___ EXTRACTED DATA ___
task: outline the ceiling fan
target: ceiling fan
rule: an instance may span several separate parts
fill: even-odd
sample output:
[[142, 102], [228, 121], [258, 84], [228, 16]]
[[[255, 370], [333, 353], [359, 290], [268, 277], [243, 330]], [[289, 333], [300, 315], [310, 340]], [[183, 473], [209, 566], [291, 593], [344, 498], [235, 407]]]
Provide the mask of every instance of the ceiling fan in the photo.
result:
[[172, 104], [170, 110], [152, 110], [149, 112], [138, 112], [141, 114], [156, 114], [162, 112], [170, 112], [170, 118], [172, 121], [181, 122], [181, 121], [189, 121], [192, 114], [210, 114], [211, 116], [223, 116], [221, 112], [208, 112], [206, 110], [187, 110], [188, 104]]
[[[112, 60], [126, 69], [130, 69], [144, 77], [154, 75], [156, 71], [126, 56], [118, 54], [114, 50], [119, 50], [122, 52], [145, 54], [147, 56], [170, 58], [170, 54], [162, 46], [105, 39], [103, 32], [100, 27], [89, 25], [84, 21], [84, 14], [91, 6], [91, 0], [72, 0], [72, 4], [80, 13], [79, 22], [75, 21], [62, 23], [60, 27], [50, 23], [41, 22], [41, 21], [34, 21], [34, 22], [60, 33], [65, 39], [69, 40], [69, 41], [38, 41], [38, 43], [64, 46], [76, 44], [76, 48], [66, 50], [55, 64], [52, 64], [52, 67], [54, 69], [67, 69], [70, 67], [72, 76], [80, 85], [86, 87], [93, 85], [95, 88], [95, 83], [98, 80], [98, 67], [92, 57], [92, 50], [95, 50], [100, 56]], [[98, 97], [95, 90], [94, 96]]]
___
▶ _EXERCISE OBJECTIVE_:
Copy out the data word for word, from the very beginning down to and including the line that contains "110], [188, 104]]".

▶ _ANSWER TO THIS EXERCISE_:
task: outline the ceiling fan
target: ceiling fan
rule: an instance may span several separate parts
fill: even-odd
sample output:
[[142, 102], [228, 121], [258, 84], [228, 16]]
[[[255, 370], [333, 353], [359, 290], [268, 277], [243, 330]], [[289, 333], [300, 315], [310, 340]], [[183, 473], [209, 566], [291, 593], [344, 498], [235, 407]]]
Provide the mask of every instance of the ceiling fan in the photo.
result:
[[172, 104], [170, 110], [152, 110], [149, 112], [138, 112], [141, 114], [156, 114], [162, 112], [170, 112], [170, 118], [172, 121], [181, 122], [181, 121], [189, 121], [192, 114], [210, 114], [211, 116], [223, 116], [221, 112], [208, 112], [206, 110], [187, 110], [188, 104]]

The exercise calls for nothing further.